Goal of the exercise ▸ Retype the passage from the excerpt below, starting at "Today my six" up to and including "the Stratford Festival.".

Excerpt ▸
───

If I actually organized something like this am I (assume crazy voice) just feeding the patriarchal idea that women are Hysterical and they are actually Wildly Different from week to week and need Special Kid Gloves to deal with their Hormonal reality (drop crazy voice) !?!?!?

Ummm yeah so that’s why I haven’t actually talked about this publicly until now. And that fact ALONE Makes Me Crazy.

What do you think?

 

This is ‘climate crisis week’ internationally leading up to the Big March on Friday the 27th – hope to see you there in the streets – and so most of my thoughts are about the actions that ARCA – Artists for Real Climate Action and thisisnotadrill.ca are up to this week – the theatres that are encouraging activism in and around their theatres this week, and Greta on the Youtube and her impassioned speech at the UN today and so I guess the main thought in my head this evening is don’t read the comments don’t read the comments don’t read the comments don’t read the comments don’t read the comments just keep your head down, keep your heart open, keep going forward, oh don’t read the comments.

 

We were moving some furniture pieces around tonight, in my home, and we moved a Billy bookcase, thank you IKEA circa 2001, probably, And, uh, oof, there was a lot of dust underneath the bookcase and, uh, I was getting tired and everything seemed a bit overwhelming so I hopped on my phone and read about JT’s… “costume” and uh, yeah, tonight is not a night for me to share any thoughts that I have about this, I have so many thoughts, but it’s not a night for me to share my thoughts. It’s a night for me to just think those thoughts allllllllll the way to the end of those thoughts, and then shut up, and then think some more. So here’s a picture of some of the dirt, under the Billy bookcase, instead.

 

Today my six year old daughter and a friend of hers from school gathered a huge bag of walnuts from the park next to the playground. After experimenting with different ways of exploding them on the concrete or by jumping on them, they brought the rest of their haul home, to the townhouse complex where they both live. And bit by bit – the girls – anywhere from 2 years old to 10 years from the townhouse complex, all emerged. Eventually gathering around a cauldron-like silver pot to crush up these walnuts and the meat within, adding water and chalk paste and stirring the cauldron with three wooden twigs…uhm…and chuckling. In other news, the Crucible is still playing at the Stratford Festival.

───

Point placement records:
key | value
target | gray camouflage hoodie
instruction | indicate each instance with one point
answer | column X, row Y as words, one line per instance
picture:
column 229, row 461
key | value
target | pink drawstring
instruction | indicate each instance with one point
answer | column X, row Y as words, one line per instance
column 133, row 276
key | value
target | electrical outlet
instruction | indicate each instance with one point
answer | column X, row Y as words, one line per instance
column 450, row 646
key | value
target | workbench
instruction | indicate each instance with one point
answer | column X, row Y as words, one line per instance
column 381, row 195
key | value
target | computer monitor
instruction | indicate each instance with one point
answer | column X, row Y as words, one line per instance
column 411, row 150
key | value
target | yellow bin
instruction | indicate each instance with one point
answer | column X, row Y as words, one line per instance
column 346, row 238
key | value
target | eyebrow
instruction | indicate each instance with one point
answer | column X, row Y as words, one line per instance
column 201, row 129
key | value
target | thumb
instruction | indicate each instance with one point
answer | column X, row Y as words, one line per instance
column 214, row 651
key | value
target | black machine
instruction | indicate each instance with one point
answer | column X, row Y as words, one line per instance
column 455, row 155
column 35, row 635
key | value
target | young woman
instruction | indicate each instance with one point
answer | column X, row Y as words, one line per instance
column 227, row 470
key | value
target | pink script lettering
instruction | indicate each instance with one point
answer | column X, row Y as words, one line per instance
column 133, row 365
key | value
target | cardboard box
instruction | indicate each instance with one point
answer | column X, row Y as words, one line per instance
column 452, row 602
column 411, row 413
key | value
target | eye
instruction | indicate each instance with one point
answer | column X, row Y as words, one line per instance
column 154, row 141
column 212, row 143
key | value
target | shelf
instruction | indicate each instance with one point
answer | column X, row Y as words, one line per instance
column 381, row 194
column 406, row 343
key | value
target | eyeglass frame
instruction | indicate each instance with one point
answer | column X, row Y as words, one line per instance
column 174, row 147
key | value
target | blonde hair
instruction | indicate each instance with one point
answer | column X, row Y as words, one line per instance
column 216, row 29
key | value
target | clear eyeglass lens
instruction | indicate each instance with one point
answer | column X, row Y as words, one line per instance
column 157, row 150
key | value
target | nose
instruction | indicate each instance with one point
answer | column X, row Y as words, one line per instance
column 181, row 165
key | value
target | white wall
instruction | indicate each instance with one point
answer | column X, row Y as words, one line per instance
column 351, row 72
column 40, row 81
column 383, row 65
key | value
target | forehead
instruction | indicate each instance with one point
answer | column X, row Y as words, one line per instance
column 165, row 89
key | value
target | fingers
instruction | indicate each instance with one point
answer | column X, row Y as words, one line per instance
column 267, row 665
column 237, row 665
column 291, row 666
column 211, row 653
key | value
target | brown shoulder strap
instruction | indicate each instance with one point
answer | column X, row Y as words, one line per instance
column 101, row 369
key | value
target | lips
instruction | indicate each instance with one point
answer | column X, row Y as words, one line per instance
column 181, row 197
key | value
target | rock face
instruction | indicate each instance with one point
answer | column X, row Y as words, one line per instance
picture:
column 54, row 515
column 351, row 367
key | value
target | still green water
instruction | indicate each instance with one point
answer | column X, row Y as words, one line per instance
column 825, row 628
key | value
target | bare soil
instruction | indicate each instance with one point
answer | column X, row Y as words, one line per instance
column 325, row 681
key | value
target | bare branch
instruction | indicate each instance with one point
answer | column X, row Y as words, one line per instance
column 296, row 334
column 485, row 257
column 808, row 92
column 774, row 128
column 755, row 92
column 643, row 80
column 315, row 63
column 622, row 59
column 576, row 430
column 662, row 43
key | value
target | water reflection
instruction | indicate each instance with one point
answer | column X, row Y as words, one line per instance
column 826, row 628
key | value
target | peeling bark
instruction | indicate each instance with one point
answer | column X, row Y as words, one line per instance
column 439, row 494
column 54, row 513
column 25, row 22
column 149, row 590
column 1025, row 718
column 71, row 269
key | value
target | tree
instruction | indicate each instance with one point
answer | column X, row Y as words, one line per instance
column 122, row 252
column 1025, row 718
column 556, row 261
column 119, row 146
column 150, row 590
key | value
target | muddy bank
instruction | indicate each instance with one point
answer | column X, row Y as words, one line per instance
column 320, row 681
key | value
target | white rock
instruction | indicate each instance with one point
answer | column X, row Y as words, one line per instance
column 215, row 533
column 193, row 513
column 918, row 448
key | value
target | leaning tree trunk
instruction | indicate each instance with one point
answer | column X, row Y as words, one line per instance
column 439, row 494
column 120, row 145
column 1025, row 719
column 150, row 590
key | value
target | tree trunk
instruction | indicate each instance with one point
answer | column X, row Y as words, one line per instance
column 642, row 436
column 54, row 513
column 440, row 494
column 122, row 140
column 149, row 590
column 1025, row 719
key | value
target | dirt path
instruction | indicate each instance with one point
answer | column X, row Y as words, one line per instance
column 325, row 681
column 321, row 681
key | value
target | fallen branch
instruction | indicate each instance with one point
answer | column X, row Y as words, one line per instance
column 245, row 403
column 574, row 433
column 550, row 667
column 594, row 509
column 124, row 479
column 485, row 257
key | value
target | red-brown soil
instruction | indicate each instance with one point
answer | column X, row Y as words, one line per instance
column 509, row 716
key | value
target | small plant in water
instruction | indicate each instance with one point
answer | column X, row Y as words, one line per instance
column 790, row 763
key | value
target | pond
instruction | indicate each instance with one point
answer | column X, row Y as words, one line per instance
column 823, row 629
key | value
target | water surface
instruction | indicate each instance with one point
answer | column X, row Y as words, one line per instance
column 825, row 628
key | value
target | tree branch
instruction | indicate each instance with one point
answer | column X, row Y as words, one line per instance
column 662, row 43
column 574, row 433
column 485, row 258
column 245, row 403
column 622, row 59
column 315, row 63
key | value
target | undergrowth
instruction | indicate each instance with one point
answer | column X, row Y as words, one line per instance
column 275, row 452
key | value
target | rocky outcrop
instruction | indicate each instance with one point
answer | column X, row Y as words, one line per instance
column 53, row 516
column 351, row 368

───

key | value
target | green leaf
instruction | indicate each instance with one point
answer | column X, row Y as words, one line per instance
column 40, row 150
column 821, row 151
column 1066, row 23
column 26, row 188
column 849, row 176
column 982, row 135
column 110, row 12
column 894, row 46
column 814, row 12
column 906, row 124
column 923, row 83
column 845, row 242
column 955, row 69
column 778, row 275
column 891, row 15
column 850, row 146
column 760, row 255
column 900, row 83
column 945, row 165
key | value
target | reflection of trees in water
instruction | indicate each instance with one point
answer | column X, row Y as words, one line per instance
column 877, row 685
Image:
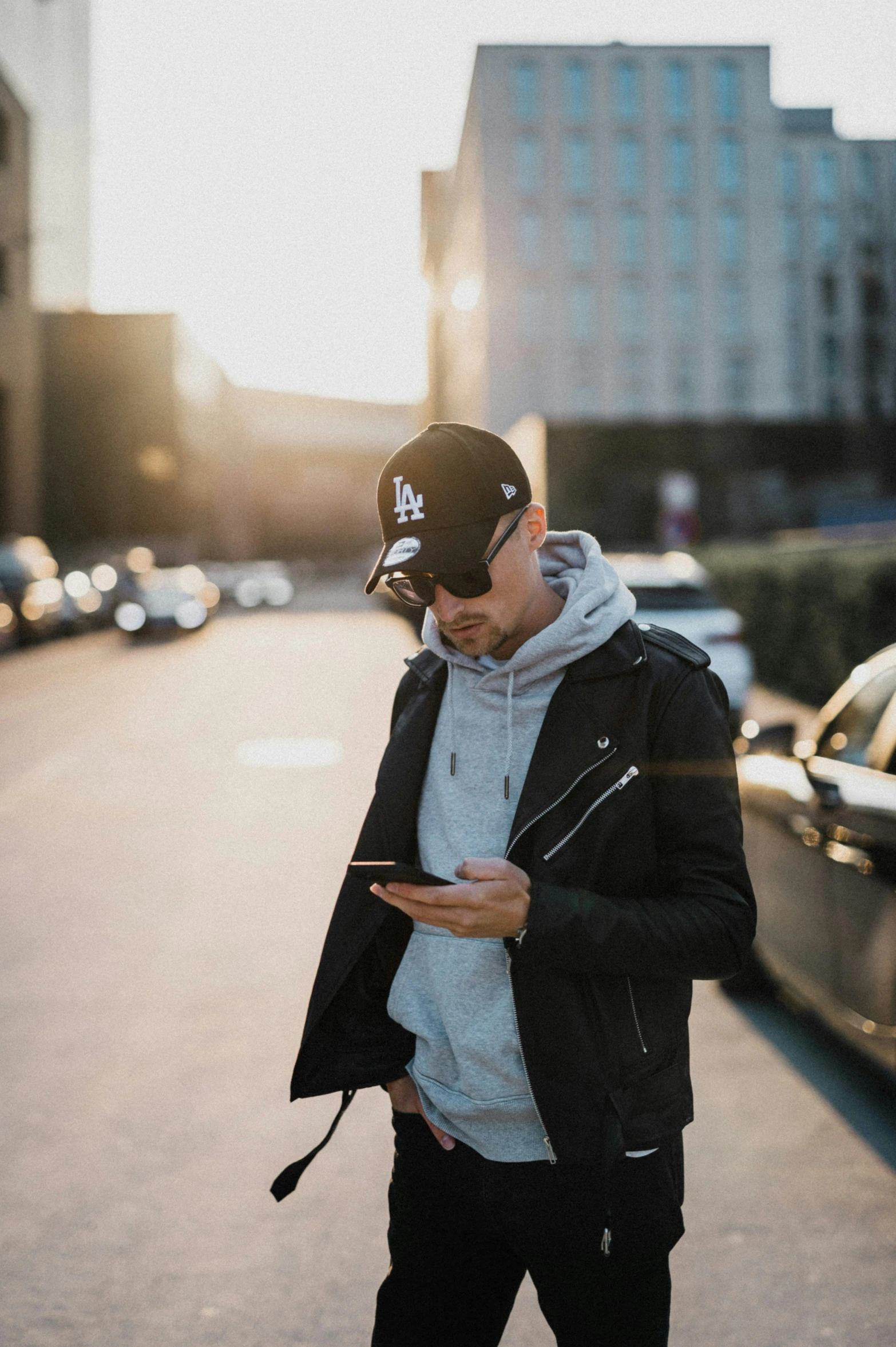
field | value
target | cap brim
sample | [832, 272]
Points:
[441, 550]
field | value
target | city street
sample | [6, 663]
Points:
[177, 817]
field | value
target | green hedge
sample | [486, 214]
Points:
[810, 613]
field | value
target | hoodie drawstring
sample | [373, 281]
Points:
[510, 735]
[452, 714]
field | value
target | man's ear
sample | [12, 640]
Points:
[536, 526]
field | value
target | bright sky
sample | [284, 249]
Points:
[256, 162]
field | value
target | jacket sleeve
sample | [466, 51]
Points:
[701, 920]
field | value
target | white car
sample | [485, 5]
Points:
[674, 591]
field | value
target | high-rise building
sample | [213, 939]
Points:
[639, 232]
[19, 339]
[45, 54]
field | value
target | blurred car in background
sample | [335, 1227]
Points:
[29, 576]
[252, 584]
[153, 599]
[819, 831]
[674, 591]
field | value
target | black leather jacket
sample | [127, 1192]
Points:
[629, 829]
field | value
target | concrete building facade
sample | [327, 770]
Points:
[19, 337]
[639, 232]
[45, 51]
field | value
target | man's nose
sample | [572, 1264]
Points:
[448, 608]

───

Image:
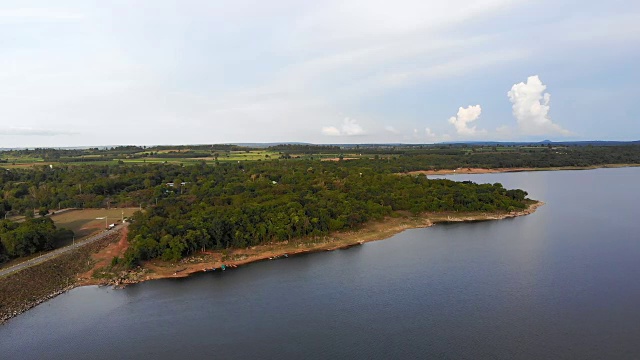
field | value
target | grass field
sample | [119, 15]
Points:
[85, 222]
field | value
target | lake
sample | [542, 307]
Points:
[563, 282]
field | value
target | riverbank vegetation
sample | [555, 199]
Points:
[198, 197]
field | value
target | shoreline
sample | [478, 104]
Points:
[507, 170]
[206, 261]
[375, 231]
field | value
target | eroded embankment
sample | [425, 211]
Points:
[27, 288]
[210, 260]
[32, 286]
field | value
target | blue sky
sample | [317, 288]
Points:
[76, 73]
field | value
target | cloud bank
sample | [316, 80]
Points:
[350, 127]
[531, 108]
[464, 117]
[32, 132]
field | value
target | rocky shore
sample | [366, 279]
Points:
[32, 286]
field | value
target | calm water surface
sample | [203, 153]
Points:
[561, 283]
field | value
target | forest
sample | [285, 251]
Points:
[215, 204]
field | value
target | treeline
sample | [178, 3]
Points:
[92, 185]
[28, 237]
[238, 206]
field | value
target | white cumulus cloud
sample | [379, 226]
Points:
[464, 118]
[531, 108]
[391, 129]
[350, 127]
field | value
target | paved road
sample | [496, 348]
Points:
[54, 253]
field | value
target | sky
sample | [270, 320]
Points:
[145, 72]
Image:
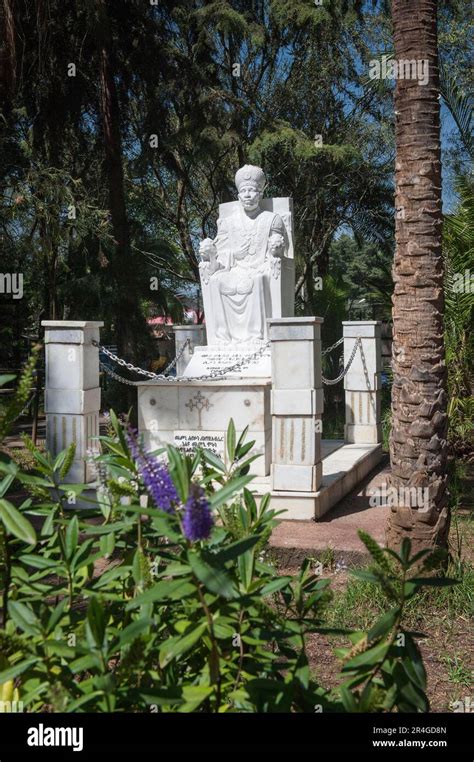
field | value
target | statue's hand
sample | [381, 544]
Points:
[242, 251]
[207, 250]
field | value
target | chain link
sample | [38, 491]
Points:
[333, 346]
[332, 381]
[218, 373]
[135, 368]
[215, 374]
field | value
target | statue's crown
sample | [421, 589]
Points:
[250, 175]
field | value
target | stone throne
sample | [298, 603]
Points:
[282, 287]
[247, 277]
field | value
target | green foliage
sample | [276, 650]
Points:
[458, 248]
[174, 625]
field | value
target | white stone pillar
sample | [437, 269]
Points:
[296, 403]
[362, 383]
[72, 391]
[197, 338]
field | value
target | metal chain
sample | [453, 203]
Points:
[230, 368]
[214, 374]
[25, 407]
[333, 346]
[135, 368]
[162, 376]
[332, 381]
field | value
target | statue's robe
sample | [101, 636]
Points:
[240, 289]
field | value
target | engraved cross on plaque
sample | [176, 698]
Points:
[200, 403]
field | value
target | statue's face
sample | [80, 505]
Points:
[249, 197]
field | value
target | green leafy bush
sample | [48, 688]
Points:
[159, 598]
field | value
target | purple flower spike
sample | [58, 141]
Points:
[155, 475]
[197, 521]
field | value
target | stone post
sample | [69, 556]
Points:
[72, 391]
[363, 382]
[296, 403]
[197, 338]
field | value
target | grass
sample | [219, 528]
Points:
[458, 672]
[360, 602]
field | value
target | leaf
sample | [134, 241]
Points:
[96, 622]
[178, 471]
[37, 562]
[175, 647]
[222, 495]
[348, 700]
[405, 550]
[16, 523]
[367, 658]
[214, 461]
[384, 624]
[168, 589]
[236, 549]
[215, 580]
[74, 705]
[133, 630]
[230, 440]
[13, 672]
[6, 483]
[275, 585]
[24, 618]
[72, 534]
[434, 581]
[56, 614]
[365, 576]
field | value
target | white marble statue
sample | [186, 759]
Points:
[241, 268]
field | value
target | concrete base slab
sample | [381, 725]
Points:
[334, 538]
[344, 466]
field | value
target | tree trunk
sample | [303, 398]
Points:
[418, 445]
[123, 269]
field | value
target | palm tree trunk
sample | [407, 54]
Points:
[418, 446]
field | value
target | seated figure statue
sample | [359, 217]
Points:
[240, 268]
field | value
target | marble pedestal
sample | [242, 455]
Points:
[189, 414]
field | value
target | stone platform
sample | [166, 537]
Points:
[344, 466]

───

Output of the task ▸
Today my six year old daughter and a friend of hers from school gathered a huge bag of walnuts from the park next to the playground. After experimenting with different ways of exploding them on the concrete or by jumping on them, they brought the rest of their haul home, to the townhouse complex where they both live. And bit by bit – the girls – anywhere from 2 years old to 10 years from the townhouse complex, all emerged. Eventually gathering around a cauldron-like silver pot to crush up these walnuts and the meat within, adding water and chalk paste and stirring the cauldron with three wooden twigs…uhm…and chuckling. In other news, the Crucible is still playing at the Stratford Festival.